6.1.2. The current top-3 books

response: library/books.sci-fi#42
body:
  "Neuromancer"
  "Snow Crash"
  "I, Robot"

We’re in luck. We got a response! The information above represents a response to the query we published. It’s sent to the address from the query, and carries a body or payload of information which may be of interest to us.

The response does not have to say who it’s from. This allows us to think about exchange of information, without the notion of: "A sends a request to B, which responds to A". We are making sure that the services are decoupled from each other, by letting the response be an optional message, sent to the address instead of a reply to the sender. More about this later.

6.1.3. The Asimov collection

Since our query was published as a notification, we’re not bound to a single reply. We can keep on consuming any number of responses that are sent to the address we published.

response: library/books.sci-fi#42
body:
  "I, Robot"
  "The Gods Themselves"
  "Pebble in the Sky"

In this response we received a list of book titles which all have the same author. The previous was a list with popular books. This reply even has one entry which was already in the first response we received.

This is of course not a problem, and it shows us a couple of important things. Responses may come from different sources and contexts. This means that the consumer of a response will have to assert the value or usefulness of the received information, and decide how to handle it.

Material supplied
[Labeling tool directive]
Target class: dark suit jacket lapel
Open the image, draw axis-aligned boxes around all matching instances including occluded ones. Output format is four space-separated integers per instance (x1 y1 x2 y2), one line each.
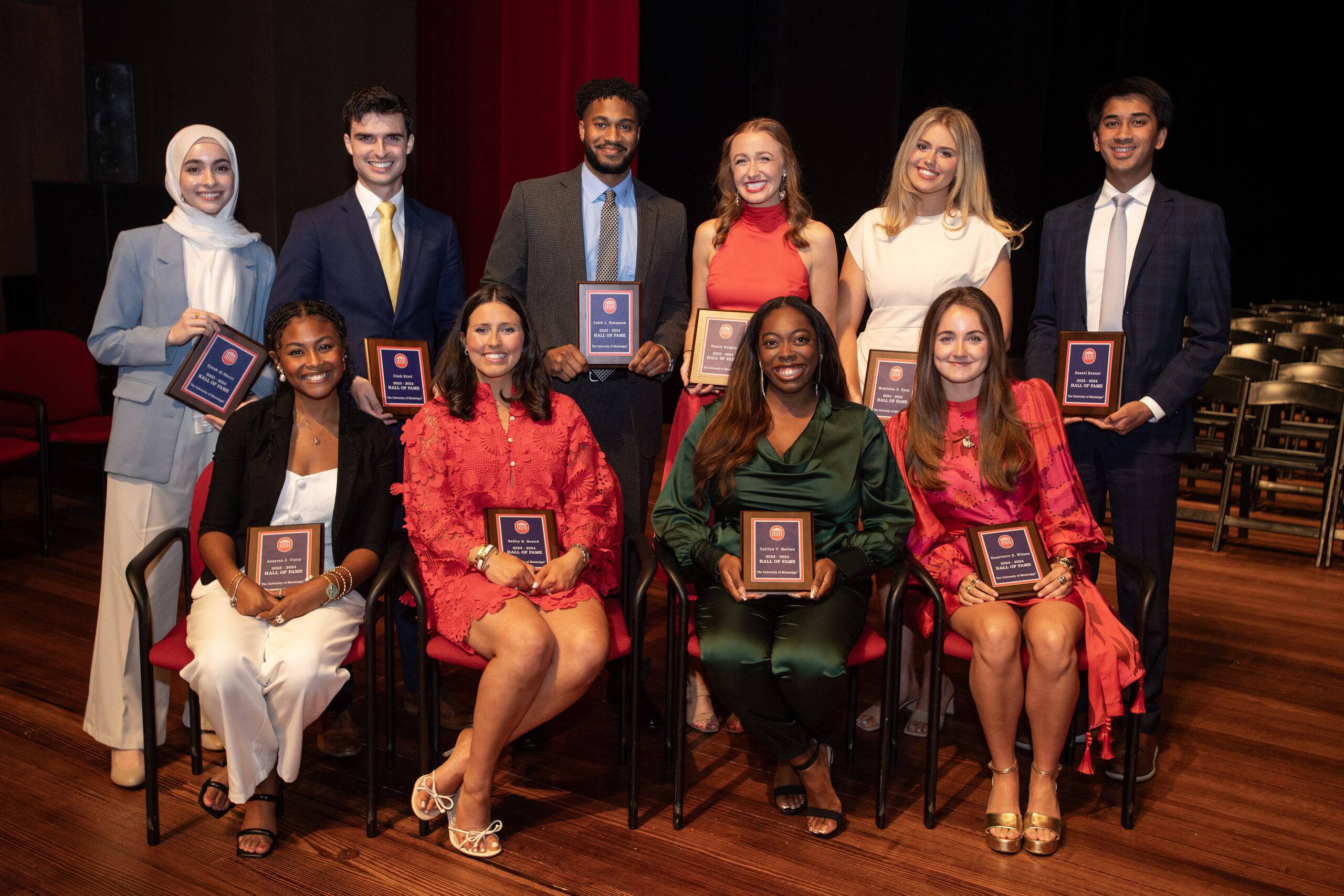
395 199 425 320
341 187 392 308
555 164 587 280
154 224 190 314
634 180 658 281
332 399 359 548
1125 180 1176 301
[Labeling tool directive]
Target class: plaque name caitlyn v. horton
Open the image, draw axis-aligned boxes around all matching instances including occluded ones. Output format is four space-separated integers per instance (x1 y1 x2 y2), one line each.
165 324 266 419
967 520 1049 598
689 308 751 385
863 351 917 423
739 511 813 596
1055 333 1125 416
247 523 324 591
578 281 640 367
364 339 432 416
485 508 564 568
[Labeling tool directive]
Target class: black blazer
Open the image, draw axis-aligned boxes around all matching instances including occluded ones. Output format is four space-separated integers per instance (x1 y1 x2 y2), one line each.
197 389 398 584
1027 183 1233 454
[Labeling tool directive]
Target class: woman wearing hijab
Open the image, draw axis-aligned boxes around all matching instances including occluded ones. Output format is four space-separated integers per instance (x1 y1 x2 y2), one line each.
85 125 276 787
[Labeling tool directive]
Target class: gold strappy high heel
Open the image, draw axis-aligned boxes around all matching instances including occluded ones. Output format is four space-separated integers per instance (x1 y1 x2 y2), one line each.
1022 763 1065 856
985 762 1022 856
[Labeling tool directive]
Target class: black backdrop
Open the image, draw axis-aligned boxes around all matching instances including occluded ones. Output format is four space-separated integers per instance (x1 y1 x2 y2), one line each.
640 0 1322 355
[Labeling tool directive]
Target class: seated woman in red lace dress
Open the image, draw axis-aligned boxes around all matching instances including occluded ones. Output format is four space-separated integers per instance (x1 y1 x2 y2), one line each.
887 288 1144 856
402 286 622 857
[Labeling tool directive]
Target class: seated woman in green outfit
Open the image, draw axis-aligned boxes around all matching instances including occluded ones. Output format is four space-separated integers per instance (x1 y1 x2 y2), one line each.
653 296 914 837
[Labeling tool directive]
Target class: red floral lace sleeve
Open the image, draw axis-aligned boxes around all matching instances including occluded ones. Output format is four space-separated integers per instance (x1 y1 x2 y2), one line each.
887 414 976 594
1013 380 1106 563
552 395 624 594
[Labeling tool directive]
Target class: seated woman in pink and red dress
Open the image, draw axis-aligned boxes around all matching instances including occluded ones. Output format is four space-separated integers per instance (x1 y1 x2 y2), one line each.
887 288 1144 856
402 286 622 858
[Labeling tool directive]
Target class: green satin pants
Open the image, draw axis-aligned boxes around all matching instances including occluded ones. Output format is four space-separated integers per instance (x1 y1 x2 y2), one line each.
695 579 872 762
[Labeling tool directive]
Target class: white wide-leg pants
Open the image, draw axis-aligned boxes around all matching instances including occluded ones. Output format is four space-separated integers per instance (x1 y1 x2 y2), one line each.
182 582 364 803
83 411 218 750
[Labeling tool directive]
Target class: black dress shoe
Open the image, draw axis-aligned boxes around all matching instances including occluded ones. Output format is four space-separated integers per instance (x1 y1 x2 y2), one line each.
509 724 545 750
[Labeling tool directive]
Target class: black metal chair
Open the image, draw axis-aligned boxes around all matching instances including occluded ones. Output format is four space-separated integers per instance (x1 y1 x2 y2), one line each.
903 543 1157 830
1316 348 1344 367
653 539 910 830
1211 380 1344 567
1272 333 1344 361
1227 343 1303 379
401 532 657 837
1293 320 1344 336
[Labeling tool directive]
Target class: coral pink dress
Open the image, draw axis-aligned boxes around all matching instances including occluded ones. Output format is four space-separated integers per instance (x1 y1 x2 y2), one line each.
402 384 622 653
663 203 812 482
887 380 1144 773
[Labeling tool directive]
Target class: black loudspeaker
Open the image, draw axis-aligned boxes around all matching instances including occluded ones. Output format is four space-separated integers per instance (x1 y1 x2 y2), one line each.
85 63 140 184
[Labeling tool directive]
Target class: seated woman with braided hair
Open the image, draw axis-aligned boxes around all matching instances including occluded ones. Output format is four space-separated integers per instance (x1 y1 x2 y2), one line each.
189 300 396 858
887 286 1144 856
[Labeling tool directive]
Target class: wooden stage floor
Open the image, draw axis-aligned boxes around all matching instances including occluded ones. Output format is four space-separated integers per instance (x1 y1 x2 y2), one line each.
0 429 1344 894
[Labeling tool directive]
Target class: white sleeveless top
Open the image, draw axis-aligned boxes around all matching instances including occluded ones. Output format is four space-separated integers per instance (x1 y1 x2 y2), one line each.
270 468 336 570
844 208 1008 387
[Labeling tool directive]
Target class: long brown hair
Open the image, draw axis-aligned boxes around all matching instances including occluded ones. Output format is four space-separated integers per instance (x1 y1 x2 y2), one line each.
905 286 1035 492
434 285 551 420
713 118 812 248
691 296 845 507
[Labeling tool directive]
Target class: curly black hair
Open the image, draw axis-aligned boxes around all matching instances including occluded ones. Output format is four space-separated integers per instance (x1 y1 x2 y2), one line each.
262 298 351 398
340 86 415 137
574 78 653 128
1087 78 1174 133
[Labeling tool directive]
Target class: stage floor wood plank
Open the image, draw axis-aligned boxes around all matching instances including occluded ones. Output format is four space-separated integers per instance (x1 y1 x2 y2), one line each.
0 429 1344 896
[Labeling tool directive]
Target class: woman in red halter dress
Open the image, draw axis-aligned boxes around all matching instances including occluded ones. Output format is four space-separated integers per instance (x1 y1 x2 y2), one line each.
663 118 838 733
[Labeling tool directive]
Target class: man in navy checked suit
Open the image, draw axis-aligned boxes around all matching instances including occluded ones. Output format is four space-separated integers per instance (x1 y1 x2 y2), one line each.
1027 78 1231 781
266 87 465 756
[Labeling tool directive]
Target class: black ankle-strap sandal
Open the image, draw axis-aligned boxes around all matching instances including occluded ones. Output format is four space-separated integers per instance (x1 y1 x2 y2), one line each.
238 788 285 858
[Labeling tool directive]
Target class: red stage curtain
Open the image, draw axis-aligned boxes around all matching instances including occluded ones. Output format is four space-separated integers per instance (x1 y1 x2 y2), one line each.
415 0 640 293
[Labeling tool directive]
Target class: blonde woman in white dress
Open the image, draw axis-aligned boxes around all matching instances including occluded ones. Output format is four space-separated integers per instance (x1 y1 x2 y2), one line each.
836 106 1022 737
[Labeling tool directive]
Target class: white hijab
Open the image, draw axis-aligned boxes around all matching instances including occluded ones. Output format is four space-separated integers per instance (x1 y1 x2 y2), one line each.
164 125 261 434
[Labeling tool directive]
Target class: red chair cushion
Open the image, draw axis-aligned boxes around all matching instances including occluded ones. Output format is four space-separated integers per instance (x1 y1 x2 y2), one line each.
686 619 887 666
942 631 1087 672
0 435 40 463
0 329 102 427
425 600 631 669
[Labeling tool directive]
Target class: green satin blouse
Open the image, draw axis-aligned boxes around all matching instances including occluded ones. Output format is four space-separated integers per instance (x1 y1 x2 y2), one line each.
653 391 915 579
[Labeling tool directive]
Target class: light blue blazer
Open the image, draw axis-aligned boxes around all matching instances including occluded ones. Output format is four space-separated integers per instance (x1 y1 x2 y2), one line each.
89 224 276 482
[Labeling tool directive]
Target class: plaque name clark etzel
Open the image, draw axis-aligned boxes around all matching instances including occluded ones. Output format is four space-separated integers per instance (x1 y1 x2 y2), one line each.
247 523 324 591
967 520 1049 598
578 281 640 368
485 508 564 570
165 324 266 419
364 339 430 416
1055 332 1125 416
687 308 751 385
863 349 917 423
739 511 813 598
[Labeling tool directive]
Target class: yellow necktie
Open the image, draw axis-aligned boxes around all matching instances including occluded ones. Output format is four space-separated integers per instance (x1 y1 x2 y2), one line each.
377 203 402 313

--

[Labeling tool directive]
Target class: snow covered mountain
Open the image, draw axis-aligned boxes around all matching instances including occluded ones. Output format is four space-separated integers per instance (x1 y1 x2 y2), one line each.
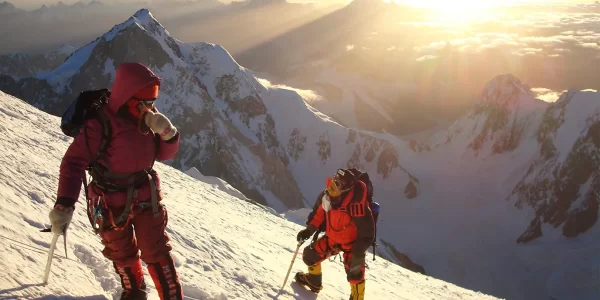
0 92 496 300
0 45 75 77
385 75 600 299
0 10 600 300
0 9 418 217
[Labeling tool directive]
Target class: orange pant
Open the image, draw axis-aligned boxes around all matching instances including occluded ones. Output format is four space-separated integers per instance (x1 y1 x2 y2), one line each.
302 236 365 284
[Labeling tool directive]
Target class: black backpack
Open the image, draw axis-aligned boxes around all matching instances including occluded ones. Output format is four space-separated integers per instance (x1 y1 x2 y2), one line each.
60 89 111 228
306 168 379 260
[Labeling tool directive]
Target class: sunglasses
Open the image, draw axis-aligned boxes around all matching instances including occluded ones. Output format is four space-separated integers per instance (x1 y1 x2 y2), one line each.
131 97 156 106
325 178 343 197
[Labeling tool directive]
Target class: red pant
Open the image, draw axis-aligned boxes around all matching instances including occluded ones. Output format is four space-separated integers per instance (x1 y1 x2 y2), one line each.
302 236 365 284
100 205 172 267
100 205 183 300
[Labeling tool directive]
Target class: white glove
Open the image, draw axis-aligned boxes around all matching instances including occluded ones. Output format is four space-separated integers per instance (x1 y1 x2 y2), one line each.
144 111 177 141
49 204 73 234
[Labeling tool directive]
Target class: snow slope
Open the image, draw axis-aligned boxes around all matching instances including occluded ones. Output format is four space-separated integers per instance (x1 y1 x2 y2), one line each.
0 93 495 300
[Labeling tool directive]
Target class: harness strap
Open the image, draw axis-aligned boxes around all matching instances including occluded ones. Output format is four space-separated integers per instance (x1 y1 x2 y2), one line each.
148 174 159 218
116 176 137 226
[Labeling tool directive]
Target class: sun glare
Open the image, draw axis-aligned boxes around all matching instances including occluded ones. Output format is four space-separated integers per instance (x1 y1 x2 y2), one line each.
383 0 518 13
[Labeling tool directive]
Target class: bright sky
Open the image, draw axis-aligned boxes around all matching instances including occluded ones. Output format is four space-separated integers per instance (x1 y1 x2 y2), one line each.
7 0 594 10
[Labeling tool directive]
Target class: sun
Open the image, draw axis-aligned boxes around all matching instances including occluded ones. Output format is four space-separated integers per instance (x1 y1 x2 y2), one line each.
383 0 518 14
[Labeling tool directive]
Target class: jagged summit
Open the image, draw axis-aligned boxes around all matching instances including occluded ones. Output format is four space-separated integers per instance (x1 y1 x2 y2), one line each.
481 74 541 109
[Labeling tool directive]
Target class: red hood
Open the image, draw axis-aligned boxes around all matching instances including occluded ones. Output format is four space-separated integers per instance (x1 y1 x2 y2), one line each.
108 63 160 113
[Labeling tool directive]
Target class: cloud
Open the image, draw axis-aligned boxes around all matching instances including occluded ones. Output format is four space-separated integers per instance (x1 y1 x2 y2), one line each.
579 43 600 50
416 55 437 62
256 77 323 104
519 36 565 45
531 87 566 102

Challenge 1
List each line of the listing that contains the word "white".
Challenge 2
Please continue the passage on query responses, picking up after its last sentence.

Task result 1
Target class: white wide-leg pants
Target class: white sleeveless top
Target class: blonde woman in white dress
Target class: white hijab
Target class: white glove

Task result 2
The structure of a response should of course conform to some common, agreed upon, format or data-shape. More on this later.

Considering all this, we need to remember Postel’s Law. Information should be liberally handled (interpreted), but publishing should be done more conservatively. As a consumer of responses we just can’t have a guarantee that the information received is valid, well formed or not malicious. We have to consume, convert and validate with great care. The decoupling in the Query/Response patter has a price, and this is one part of it.

But is a published REST-endpoint, for POST requests, that much better? I would argue that we still have the same requirements. To be able to handle requests liberally, we have to convert and validate, with great care. But we are coupling the client and server to each other and, what is perhaps even worse, we’re actually allowing the client to control the writing of information inside the server. We have at least surrendered to that model of thinking. The POST is a write operation!

To really think and reason about who’s controlling the write operation, can be a very powerful concept in my view. And arguably, the further away we can push this authority from the actual, internal act of writing, the less we need to think about the complexity of both collaborators at once. This is of course the essence of messaging. We could still achieve this with the REST endpoint, but I would say that it is a lot harder to avoid thinking about the effect of the returned response from the POST request. Even if it is empty. We are caught in a lock-step or imperative model.

6.1.4. No book lovers out there?

Let’s rewind the scenario a bit. Let’s say we’ve just published the query, but no responses arrive. What should we do?

This is not a flaw in the design, but a specific part of the Query/Response pattern. It is always up to the consumer of responses (the one that sent the query), to decide how long it will continue to read, or wait for any to arrive at all. The pattern does not force this or make any promises.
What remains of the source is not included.